━━━━━ DATASET EXCERPTS ━━━━━

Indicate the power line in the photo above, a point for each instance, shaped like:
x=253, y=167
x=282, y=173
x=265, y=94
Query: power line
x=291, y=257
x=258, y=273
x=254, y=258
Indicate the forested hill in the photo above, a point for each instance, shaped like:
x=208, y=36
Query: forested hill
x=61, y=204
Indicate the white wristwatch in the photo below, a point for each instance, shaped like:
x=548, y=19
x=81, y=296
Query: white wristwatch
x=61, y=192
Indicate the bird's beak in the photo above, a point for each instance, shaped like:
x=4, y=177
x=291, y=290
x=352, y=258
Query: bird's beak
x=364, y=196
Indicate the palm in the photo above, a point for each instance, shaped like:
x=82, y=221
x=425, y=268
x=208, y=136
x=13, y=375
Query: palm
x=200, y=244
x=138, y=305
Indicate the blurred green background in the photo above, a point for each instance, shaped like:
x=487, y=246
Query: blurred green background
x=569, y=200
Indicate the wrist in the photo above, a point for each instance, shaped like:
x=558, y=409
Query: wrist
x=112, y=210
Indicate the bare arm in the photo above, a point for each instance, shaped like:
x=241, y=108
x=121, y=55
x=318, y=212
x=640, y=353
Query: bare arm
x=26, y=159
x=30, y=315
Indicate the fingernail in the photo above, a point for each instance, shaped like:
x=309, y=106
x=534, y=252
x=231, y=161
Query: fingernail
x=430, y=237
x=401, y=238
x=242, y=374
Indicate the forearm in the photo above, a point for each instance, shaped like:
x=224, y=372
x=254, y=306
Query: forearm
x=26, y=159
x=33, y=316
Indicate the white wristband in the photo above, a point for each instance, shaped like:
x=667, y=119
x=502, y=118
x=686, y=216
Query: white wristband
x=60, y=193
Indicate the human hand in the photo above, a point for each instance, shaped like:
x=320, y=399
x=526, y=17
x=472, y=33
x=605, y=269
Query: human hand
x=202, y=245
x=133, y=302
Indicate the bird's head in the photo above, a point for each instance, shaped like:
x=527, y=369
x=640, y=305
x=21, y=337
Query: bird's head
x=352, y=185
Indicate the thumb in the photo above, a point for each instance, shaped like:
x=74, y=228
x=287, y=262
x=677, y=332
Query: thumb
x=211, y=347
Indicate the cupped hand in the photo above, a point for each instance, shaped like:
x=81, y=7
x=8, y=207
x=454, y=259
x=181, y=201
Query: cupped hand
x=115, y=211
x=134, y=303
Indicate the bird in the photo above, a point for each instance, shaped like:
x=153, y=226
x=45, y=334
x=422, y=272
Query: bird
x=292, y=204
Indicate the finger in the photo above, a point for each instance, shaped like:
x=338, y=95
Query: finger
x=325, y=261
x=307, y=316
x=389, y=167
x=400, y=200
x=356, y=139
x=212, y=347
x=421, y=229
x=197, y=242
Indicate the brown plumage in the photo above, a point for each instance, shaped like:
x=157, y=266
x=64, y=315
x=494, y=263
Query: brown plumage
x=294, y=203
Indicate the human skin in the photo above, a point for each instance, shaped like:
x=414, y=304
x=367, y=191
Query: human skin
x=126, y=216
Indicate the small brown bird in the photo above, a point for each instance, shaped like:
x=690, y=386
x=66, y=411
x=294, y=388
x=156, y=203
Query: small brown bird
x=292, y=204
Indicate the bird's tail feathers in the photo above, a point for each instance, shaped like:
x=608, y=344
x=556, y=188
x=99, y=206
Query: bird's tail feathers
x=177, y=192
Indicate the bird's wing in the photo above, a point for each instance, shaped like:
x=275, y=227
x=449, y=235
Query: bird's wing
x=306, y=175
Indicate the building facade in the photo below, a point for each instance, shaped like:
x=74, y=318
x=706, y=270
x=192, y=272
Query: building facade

━━━━━

> _YOUR INSTRUCTIONS_
Copy out all of the entries above again, word for word, changing nothing.

> _EXERCISE SOLUTION_
Indicate the power line in the photo above, a point for each instance, shaped like:
x=253, y=167
x=282, y=173
x=265, y=94
Query: power line
x=291, y=257
x=258, y=273
x=254, y=258
Indicate the forested hill in the photo above, a point for each instance, shaped like:
x=208, y=36
Query: forested hill
x=61, y=204
Indicate the white wristwatch in the photo below, a point for each instance, shaped like:
x=548, y=19
x=81, y=296
Query: white wristwatch
x=61, y=192
Indicate the bird's beak in the photo above, a point for each instance, shaped like:
x=4, y=177
x=291, y=290
x=352, y=258
Query: bird's beak
x=364, y=196
Indicate the palm in the photo above, a point for each instance, shaped like:
x=82, y=221
x=425, y=268
x=208, y=136
x=13, y=375
Query: palm
x=200, y=244
x=138, y=305
Indicate the blurred green background in the photo above, a point for each instance, shaped like:
x=487, y=246
Query: blurred green background
x=569, y=200
Indicate the wrist in the photo above, a point for each instance, shaped like:
x=558, y=409
Query: wrist
x=112, y=210
Indicate the bare arm in the photo above, a point for each instance, shaped like:
x=241, y=108
x=121, y=55
x=318, y=212
x=640, y=353
Query: bare arm
x=26, y=159
x=30, y=315
Indicate the fingernail in the photo above, a point for each instance, shaped like:
x=309, y=106
x=534, y=252
x=231, y=161
Query: fingernail
x=430, y=237
x=401, y=238
x=242, y=374
Indicate the forearm in the photo above, a point for each instance, shaped like:
x=224, y=372
x=254, y=306
Query: forearm
x=26, y=159
x=33, y=316
Indicate the white wristband in the photo above, a point for each instance, shaped like:
x=667, y=119
x=502, y=118
x=686, y=216
Query: white wristband
x=60, y=193
Indicate the human hand in the photo above, a point for each instance, shaped like:
x=320, y=399
x=526, y=17
x=472, y=33
x=605, y=269
Query: human hand
x=202, y=245
x=133, y=302
Indicate the bird's head in the photo above, a point for each instance, shaped like:
x=527, y=369
x=640, y=305
x=21, y=337
Query: bird's head
x=352, y=185
Indicate the thumb in the photo above, a point for each instance, shaped like:
x=74, y=228
x=287, y=262
x=677, y=332
Query: thumb
x=211, y=347
Indicate the cupped hand in the photo above, a point for each instance, shaped like:
x=81, y=7
x=8, y=207
x=454, y=259
x=181, y=201
Query: cupped hand
x=115, y=211
x=134, y=303
Indicate the bird in the photo above, a point for each instance, shaped like:
x=153, y=226
x=45, y=334
x=422, y=272
Query: bird
x=292, y=204
Indicate the finger in the photo above, a point for each instance, shaped like:
x=338, y=95
Query: finger
x=325, y=261
x=307, y=316
x=389, y=167
x=400, y=200
x=356, y=139
x=212, y=347
x=421, y=229
x=197, y=242
Indicate the brown plumage in the photo above, a point for each instance, shaped like:
x=157, y=266
x=64, y=315
x=494, y=263
Query: brown plumage
x=294, y=203
Indicate the human skin in the photo above, a point for each instance, shaped like:
x=414, y=304
x=367, y=191
Query: human skin
x=126, y=216
Indicate the small brown bird in the photo above, a point for each instance, shaped like:
x=690, y=386
x=66, y=411
x=294, y=388
x=156, y=203
Query: small brown bird
x=292, y=204
Indicate the bird's tail feathers in the photo above, a point for each instance, shaped like:
x=608, y=344
x=556, y=188
x=99, y=206
Query: bird's tail feathers
x=177, y=192
Indicate the bird's wing in the photo above, a point for each instance, shaped like:
x=275, y=227
x=449, y=235
Query: bird's wing
x=306, y=175
Indicate the building facade in the photo below, a point for each instance, shaped like:
x=74, y=318
x=706, y=270
x=192, y=272
Query: building facade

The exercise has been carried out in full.